Source records
--

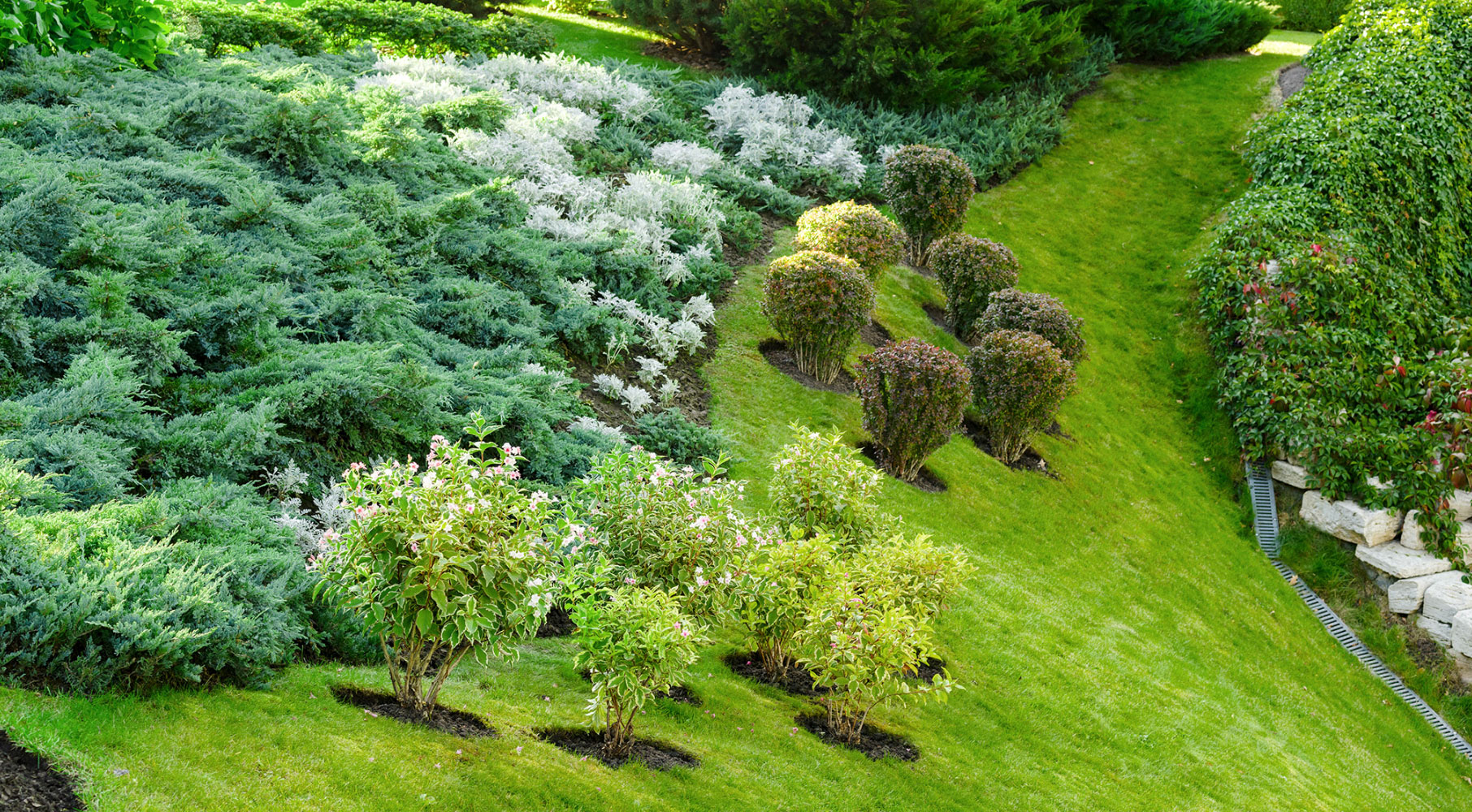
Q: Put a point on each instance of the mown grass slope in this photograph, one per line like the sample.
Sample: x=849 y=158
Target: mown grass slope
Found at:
x=1123 y=649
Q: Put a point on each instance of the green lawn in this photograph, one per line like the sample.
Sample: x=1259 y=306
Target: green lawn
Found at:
x=1125 y=646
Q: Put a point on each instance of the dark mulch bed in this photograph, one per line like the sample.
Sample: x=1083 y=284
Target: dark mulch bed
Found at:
x=1290 y=80
x=875 y=335
x=748 y=665
x=445 y=719
x=656 y=755
x=875 y=743
x=926 y=480
x=556 y=624
x=685 y=58
x=1029 y=460
x=28 y=783
x=781 y=356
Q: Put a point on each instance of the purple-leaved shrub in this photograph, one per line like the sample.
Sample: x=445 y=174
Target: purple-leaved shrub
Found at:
x=913 y=398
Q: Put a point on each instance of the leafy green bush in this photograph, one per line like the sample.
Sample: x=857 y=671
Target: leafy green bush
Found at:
x=820 y=486
x=776 y=596
x=1312 y=15
x=670 y=434
x=1033 y=312
x=900 y=54
x=971 y=270
x=1019 y=382
x=691 y=24
x=667 y=529
x=1336 y=293
x=860 y=646
x=913 y=398
x=853 y=230
x=817 y=304
x=928 y=190
x=444 y=562
x=632 y=646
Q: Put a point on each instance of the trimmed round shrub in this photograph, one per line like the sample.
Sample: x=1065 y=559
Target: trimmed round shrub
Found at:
x=817 y=302
x=853 y=230
x=929 y=190
x=1017 y=382
x=971 y=270
x=913 y=396
x=1033 y=312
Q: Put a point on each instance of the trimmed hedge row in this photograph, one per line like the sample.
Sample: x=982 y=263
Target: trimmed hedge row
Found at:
x=1337 y=292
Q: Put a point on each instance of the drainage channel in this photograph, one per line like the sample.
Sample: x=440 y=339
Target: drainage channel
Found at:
x=1265 y=512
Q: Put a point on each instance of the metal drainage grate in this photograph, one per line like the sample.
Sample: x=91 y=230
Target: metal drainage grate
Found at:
x=1265 y=511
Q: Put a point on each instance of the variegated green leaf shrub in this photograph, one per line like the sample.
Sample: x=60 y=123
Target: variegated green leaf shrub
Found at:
x=442 y=559
x=860 y=646
x=669 y=527
x=776 y=596
x=971 y=270
x=1019 y=382
x=1033 y=312
x=854 y=230
x=822 y=486
x=928 y=188
x=817 y=302
x=913 y=398
x=632 y=645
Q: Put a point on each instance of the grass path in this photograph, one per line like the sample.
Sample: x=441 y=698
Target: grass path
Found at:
x=1123 y=649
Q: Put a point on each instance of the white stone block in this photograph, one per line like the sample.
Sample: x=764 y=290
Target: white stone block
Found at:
x=1399 y=562
x=1350 y=521
x=1405 y=596
x=1292 y=474
x=1440 y=632
x=1446 y=599
x=1462 y=633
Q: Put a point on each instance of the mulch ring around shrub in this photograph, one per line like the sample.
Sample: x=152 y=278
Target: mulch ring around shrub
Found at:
x=873 y=741
x=656 y=755
x=445 y=719
x=926 y=480
x=556 y=624
x=27 y=781
x=1029 y=460
x=748 y=665
x=875 y=335
x=777 y=355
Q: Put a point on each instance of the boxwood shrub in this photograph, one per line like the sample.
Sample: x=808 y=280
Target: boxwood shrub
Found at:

--

Copy every one of the source records above word for word, leaving out the pictures.

Q: Put a point on each instance of the mown grass slope in this photograph, one per line like the sample.
Sample: x=849 y=158
Target: mown grass slope
Found at:
x=1123 y=649
Q: Put a point on each instance of the green lawn in this photograph, one per line like the sample.
Sample: x=1259 y=306
Target: green lawn
Found at:
x=1125 y=646
Q: Put a point on each instance of the dark mulch bed in this photograph, one per line like the sample.
Sample: x=1083 y=284
Target: dark mulch bed
Found at:
x=1290 y=80
x=875 y=335
x=748 y=665
x=445 y=719
x=656 y=755
x=875 y=743
x=926 y=480
x=556 y=624
x=685 y=58
x=1029 y=460
x=28 y=783
x=781 y=356
Q: Put a point on each instance of the purple-leaved shrub in this photograph, one per line like the sample.
Sample: x=445 y=174
Target: purple-leaved shrub
Found at:
x=913 y=398
Q: Put a point on each instance of the leafy green bush in this photograph, one per line like the sample.
Sample: x=857 y=671
Target: leafy green bush
Found at:
x=820 y=486
x=776 y=596
x=1312 y=15
x=670 y=434
x=1033 y=312
x=900 y=54
x=971 y=270
x=1019 y=382
x=691 y=24
x=667 y=529
x=1336 y=293
x=860 y=646
x=913 y=398
x=853 y=230
x=817 y=304
x=928 y=190
x=444 y=562
x=632 y=646
Q: Put a point on each instance of the trimmed round shrub in this photograph, one per line like the sample.
Sample: x=1065 y=559
Target: trimmed round shrub
Found at:
x=817 y=302
x=853 y=230
x=929 y=190
x=1017 y=382
x=971 y=270
x=913 y=396
x=1033 y=312
Q: Put a point on each instance of the trimmed hedge row in this photograph, one per line like the sample.
Sample: x=982 y=263
Target: trimmed hedge row
Found at:
x=1337 y=292
Q: Put a point on each instance of the drainage channel in this photograph, one per line like the sample.
Sample: x=440 y=339
Target: drainage channel
Found at:
x=1265 y=512
Q: Put a point on each instance of the metal drainage grate in this photograph, one per line like the sample.
Sample: x=91 y=230
Target: metal drainage grate
Found at:
x=1265 y=511
Q: Put a point on each instance of the variegated green leaf shrub in this photograph, one per line like the sample.
Sample: x=60 y=123
Target: variegated green leaf shrub
Found at:
x=442 y=559
x=860 y=646
x=669 y=527
x=776 y=596
x=971 y=270
x=1019 y=382
x=1033 y=312
x=854 y=230
x=822 y=486
x=928 y=188
x=817 y=302
x=913 y=398
x=632 y=645
Q: Put a point on each instance of the grass path in this photograph, one per line like the sample.
Sample: x=441 y=698
Target: grass path
Found at:
x=1123 y=649
Q: Put a point on each instance of the white stone block in this photograph, one per line like the sample.
Sample: x=764 y=290
Target: white stone block
Found at:
x=1399 y=562
x=1350 y=521
x=1405 y=596
x=1292 y=474
x=1440 y=632
x=1446 y=599
x=1462 y=633
Q: Put a point on each instance of the mulch ring around shrub in this photograph, one per line like the sample.
Sample: x=152 y=278
Target: mulch ring around shrub
Found at:
x=873 y=741
x=656 y=755
x=445 y=719
x=926 y=480
x=556 y=624
x=27 y=781
x=1029 y=460
x=748 y=665
x=875 y=335
x=777 y=355
Q: Put a point on each instance of the boxwood shrub in this photograph, one per line like the sample.
Sample: x=808 y=280
Target: boxwood shrub
Found at:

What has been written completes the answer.